(Dataset records)
····················

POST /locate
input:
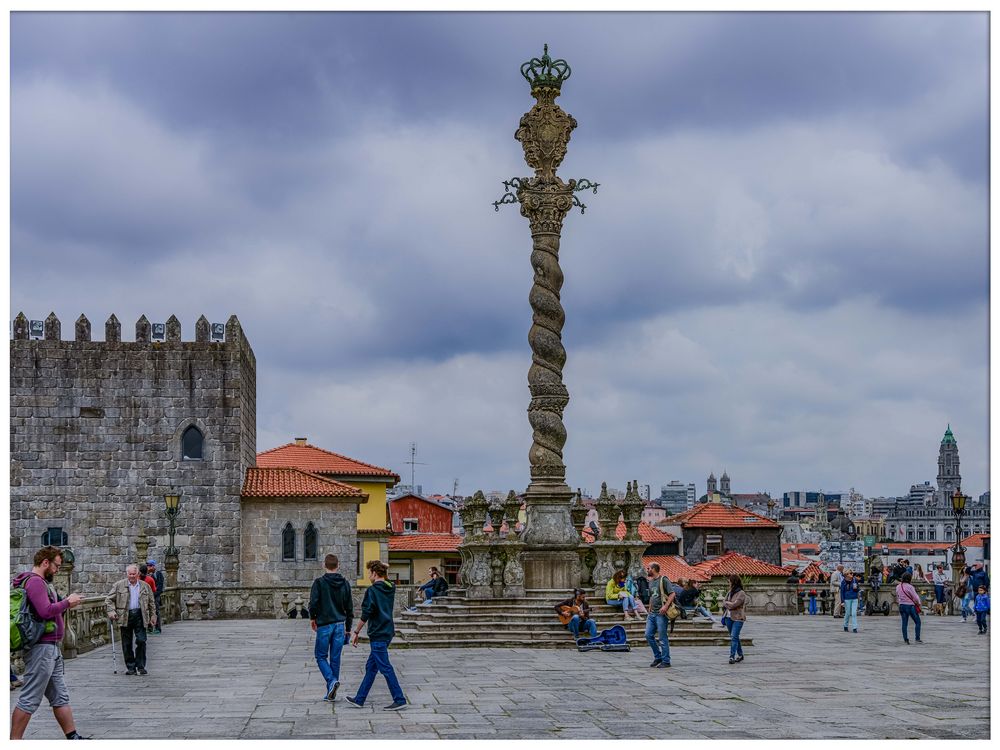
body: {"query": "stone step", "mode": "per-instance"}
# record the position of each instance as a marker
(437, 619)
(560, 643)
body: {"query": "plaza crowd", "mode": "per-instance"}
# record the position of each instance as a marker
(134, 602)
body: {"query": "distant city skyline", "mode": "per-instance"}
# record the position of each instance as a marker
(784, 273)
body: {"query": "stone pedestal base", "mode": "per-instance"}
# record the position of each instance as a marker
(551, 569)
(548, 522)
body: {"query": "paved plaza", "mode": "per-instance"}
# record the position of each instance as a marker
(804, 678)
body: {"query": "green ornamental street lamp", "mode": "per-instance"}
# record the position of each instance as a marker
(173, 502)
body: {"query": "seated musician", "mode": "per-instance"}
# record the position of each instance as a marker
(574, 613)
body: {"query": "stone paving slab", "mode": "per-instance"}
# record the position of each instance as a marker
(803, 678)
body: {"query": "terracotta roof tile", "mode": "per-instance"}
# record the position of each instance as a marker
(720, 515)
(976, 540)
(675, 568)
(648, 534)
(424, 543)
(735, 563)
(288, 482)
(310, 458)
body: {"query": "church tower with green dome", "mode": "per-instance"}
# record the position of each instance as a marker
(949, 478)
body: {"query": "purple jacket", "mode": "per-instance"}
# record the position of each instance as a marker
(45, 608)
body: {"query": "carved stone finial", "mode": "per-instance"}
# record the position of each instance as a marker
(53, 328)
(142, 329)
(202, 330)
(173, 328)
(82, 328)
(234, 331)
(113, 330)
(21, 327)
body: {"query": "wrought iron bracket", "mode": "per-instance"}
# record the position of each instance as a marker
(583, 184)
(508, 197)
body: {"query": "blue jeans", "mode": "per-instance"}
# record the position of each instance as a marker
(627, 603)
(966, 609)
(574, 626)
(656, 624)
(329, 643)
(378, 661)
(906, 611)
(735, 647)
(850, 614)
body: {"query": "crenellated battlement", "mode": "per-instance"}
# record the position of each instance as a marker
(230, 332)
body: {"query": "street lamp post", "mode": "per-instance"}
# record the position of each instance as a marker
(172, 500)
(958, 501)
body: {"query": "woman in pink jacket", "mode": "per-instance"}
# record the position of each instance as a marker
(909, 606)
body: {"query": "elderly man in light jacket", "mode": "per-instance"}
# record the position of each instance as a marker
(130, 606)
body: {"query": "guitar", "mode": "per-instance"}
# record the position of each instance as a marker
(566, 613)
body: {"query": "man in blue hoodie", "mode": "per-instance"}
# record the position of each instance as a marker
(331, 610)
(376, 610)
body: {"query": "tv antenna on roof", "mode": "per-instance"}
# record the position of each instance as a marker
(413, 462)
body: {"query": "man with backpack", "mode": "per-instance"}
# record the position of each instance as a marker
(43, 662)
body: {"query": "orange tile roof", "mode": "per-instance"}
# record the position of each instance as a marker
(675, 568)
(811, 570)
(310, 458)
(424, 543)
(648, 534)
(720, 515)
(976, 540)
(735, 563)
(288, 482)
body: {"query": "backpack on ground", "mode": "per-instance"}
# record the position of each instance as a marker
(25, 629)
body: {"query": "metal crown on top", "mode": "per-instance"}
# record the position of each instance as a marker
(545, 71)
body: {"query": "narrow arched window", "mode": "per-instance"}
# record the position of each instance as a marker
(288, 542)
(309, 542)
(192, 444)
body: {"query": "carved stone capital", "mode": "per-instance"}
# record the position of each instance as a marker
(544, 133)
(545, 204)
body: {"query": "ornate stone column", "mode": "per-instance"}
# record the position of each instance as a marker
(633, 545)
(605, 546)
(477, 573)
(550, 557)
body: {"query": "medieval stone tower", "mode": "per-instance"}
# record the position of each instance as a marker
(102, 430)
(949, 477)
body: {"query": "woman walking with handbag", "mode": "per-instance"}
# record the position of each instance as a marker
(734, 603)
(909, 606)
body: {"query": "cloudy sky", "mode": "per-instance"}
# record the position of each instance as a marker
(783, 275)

····················

* [GIVEN INSTRUCTION]:
Your task is to set down the records shown above exactly, minus any pictures.

* [TASK ANSWER]:
POST /locate
input:
body: {"query": "stone step", "mode": "per-instance"}
# record the position of each instance as a marker
(437, 619)
(560, 643)
body: {"query": "plaza crowd", "mode": "per-instance"}
# record the position of each instance as a marker
(134, 602)
body: {"query": "distant city skyline", "mode": "per-instance"}
# record the position of each instance as a marker
(784, 273)
body: {"query": "stone pedestal base", "mode": "per-instance"}
# record the position of each instance as a marker
(551, 569)
(548, 522)
body: {"query": "paved plaza", "mode": "per-instance"}
# record the position of each instance as a marker
(804, 678)
body: {"query": "green ornamental street lamp", "mode": "per-instance"}
# record the position of each instance as a marker
(173, 502)
body: {"query": "seated musician", "mode": "per-instance"}
# record the position of each instance as a marker
(574, 613)
body: {"query": "stone paving slab", "mode": "per-instance"}
# record the position of each instance as a marker
(803, 678)
body: {"query": "terracotta roof tile", "mode": "per-instance"}
# record the position of each instance as a marker
(720, 515)
(976, 540)
(675, 568)
(648, 534)
(424, 543)
(735, 563)
(288, 482)
(310, 458)
body: {"query": "church tower with green dome", "mode": "per-instance"}
# record the position of each instance as a marker
(949, 478)
body: {"query": "purple jacket", "mode": "per-instance"}
# record the position of each instance as a marker
(45, 608)
body: {"query": "carved stone finial", "mode": "per-instance"}
# record the position of each instance as a marker
(53, 328)
(142, 329)
(202, 330)
(173, 328)
(82, 328)
(234, 331)
(113, 330)
(21, 327)
body: {"query": "wrought iron bracket", "mode": "per-instance"}
# record the position of each instance as a marker
(583, 184)
(508, 197)
body: {"query": "blue jeans", "mode": "per-instance"}
# record the position of each instance as a marker
(627, 603)
(966, 609)
(574, 626)
(656, 624)
(329, 643)
(378, 661)
(906, 611)
(735, 647)
(850, 614)
body: {"query": "crenellated battlement", "mode": "per-instance"}
# record the position of each instance as a marker
(230, 332)
body: {"query": "street lamp post", "mode": "per-instance"}
# record the position of each instance as a marker
(172, 500)
(958, 501)
body: {"query": "woman in pink jacket", "mode": "per-instance"}
# record the position of each instance as a marker
(909, 606)
body: {"query": "elderly man in light jacket", "mode": "per-instance"}
# record the position of each instance as a marker
(130, 606)
body: {"query": "guitar", "mode": "per-instance"}
# record the position of each instance as a marker
(566, 613)
body: {"query": "man in blue hoodie", "mode": "per-instance"}
# record the position of each instance as a marker
(331, 610)
(376, 610)
body: {"query": "tv antenna on roof", "mode": "per-instance"}
# record the position of each instance as a marker
(413, 462)
body: {"query": "man with backpack", "mode": "per-instance"}
# record the position of each instance as a marker
(43, 662)
body: {"query": "orange tile roof", "mode": "per-instance"}
# record the position of each instance as a marker
(675, 568)
(811, 570)
(310, 458)
(424, 543)
(648, 534)
(720, 515)
(976, 540)
(735, 563)
(288, 482)
body: {"query": "backpack on ground", "mode": "per-instance"}
# record the position of each instance as a marker
(25, 629)
body: {"query": "metal crown on top", "mode": "per-instance"}
# record the position of each instance as a marker
(545, 71)
body: {"query": "narrow arched window", "mode": "per-instance"}
# record the position of each instance as a marker
(288, 542)
(309, 542)
(192, 444)
body: {"query": "carved stone capital", "mode": "per-instance"}
# record the position of each instance as a marker
(544, 133)
(545, 204)
body: {"query": "ornate stone column", "mode": "per-instance"}
# record the position of each instance as a marker
(633, 545)
(605, 546)
(477, 573)
(550, 557)
body: {"query": "medieval stone tower", "mode": "per-instance"}
# record the position of each instance as a marker
(102, 430)
(949, 477)
body: {"query": "woman walking with handbag", "mode": "per-instance"}
# record the position of each instance as a marker
(734, 603)
(909, 606)
body: {"query": "cloudy sky", "mode": "per-instance"}
# record the position of each instance as a marker
(783, 275)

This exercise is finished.